BRIEF: Pictures do not belong in the copy; quote every entry below exactly.

— Start EXERCISE DATA —

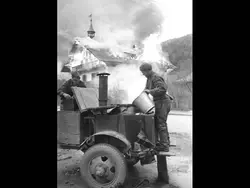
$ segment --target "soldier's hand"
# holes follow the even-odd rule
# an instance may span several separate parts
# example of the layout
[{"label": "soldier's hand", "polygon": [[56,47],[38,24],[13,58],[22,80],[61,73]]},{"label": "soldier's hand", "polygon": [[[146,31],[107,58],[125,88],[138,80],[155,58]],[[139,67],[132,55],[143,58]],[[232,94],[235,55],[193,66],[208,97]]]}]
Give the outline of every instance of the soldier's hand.
[{"label": "soldier's hand", "polygon": [[149,89],[145,89],[144,92],[149,94],[150,91],[149,91]]},{"label": "soldier's hand", "polygon": [[66,98],[66,99],[71,99],[71,96],[67,93],[64,93],[63,96]]}]

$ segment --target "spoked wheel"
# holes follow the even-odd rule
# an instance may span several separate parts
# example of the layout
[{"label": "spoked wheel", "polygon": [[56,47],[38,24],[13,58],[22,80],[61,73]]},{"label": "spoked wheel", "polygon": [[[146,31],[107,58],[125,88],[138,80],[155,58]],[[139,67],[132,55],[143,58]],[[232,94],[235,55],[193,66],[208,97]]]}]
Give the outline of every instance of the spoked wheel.
[{"label": "spoked wheel", "polygon": [[89,148],[83,155],[80,168],[83,180],[91,188],[118,188],[127,175],[125,158],[109,144]]},{"label": "spoked wheel", "polygon": [[126,162],[127,162],[128,167],[132,167],[136,165],[139,162],[139,160],[140,160],[139,158],[132,157],[130,159],[126,159]]}]

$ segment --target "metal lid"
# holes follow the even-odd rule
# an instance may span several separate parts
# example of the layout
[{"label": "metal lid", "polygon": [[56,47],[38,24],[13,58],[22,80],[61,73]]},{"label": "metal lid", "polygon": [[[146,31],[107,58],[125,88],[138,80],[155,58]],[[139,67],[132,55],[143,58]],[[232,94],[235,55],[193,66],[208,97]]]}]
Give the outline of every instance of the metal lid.
[{"label": "metal lid", "polygon": [[99,107],[97,88],[72,87],[80,112]]}]

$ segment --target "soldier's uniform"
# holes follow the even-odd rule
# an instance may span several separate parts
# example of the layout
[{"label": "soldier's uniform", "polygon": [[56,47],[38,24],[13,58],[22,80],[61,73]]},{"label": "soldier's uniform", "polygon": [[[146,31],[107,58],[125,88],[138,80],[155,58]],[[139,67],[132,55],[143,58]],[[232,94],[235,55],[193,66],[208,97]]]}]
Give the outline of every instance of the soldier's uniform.
[{"label": "soldier's uniform", "polygon": [[167,117],[171,109],[171,98],[166,94],[167,84],[164,79],[153,72],[147,79],[145,89],[150,90],[155,103],[155,125],[160,136],[160,141],[164,144],[169,143],[169,134],[167,127]]},{"label": "soldier's uniform", "polygon": [[149,75],[145,75],[147,77],[145,89],[149,90],[155,103],[155,126],[160,138],[160,145],[158,145],[159,149],[168,150],[170,140],[167,117],[171,110],[172,102],[172,98],[167,95],[168,86],[161,76],[152,71],[152,67],[148,63],[142,64],[140,70],[151,71]]}]

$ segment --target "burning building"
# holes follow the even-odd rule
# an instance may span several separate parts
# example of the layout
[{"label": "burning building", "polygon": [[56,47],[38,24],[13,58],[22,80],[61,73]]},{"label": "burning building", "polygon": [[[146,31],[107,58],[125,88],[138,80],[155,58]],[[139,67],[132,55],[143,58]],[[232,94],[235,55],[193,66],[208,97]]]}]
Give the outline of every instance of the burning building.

— End EXERCISE DATA —

ANSWER TO THIS EXERCISE:
$ segment --target "soldier's hand"
# holes follow the even-odd rule
# an instance may span several separate parts
# example of the layout
[{"label": "soldier's hand", "polygon": [[56,47],[38,24],[13,58],[22,80],[61,73]]},{"label": "soldier's hand", "polygon": [[[146,31],[107,58],[125,88],[138,80],[155,58]],[[139,67],[132,55],[143,58]],[[232,94],[235,55],[193,66],[208,97]]]}]
Give the outline of every instance of the soldier's hand.
[{"label": "soldier's hand", "polygon": [[149,89],[145,89],[144,92],[149,94],[150,91],[149,91]]},{"label": "soldier's hand", "polygon": [[66,98],[66,99],[71,99],[71,96],[67,93],[64,93],[63,96]]}]

$ segment --target "spoked wheel"
# holes follow the even-odd rule
# an instance may span several separate parts
# example of the layout
[{"label": "spoked wheel", "polygon": [[56,47],[38,24],[13,58],[22,80],[61,73]]},{"label": "spoked wheel", "polygon": [[[146,31],[107,58],[125,88],[138,80],[155,58]],[[139,67],[132,55],[143,58]],[[232,94],[235,55],[193,66],[208,97]]]}]
Give the outline of every instance of the spoked wheel.
[{"label": "spoked wheel", "polygon": [[89,148],[83,155],[80,168],[83,180],[91,188],[118,188],[127,175],[125,158],[109,144]]},{"label": "spoked wheel", "polygon": [[126,162],[127,162],[128,167],[132,167],[136,165],[139,162],[139,160],[140,160],[139,158],[132,157],[130,159],[126,159]]}]

$ segment --target "metal lid"
# holes follow the even-odd rule
# an instance may span several separate parts
# example of the layout
[{"label": "metal lid", "polygon": [[56,47],[38,24],[13,58],[22,80],[61,73]]},{"label": "metal lid", "polygon": [[[146,31],[107,58],[125,88],[138,80],[155,58]],[[139,67],[132,55],[143,58]],[[232,94],[235,55],[193,66],[208,97]]]}]
Give the outline of every instance of the metal lid.
[{"label": "metal lid", "polygon": [[99,107],[97,88],[72,87],[80,112]]}]

$ segment --target "soldier's uniform"
# holes follow the even-odd rule
# an instance may span several separate parts
# example of the layout
[{"label": "soldier's uniform", "polygon": [[56,47],[38,24],[13,58],[22,80],[61,73]]},{"label": "soldier's uniform", "polygon": [[[146,31],[107,58],[125,88],[138,80],[155,58]],[[139,67],[132,55],[143,58]],[[232,94],[235,55],[193,66],[208,97]]]}]
Give the outline of every instance of the soldier's uniform.
[{"label": "soldier's uniform", "polygon": [[167,117],[171,109],[171,98],[166,94],[167,84],[164,79],[153,72],[147,79],[145,89],[150,90],[155,103],[155,125],[160,136],[160,141],[164,144],[169,143],[169,134],[167,127]]},{"label": "soldier's uniform", "polygon": [[149,75],[145,75],[147,77],[145,89],[149,90],[155,103],[155,126],[160,138],[160,145],[158,145],[159,149],[168,150],[170,140],[167,117],[171,110],[172,102],[172,98],[167,95],[168,86],[161,76],[152,71],[152,67],[148,63],[142,64],[140,70],[151,71]]}]

$ segment --target "burning building"
# holes follow the even-odd rule
# an instance may span several separate parts
# example of the layout
[{"label": "burning building", "polygon": [[56,47],[38,24],[13,58],[22,80],[61,73]]},{"label": "burning building", "polygon": [[[146,31],[107,58],[125,88],[138,80],[155,58]],[[139,67],[132,55],[143,58]],[[232,94],[235,55],[193,66],[208,97]]]}]
Give the outline of every instance of the burning building.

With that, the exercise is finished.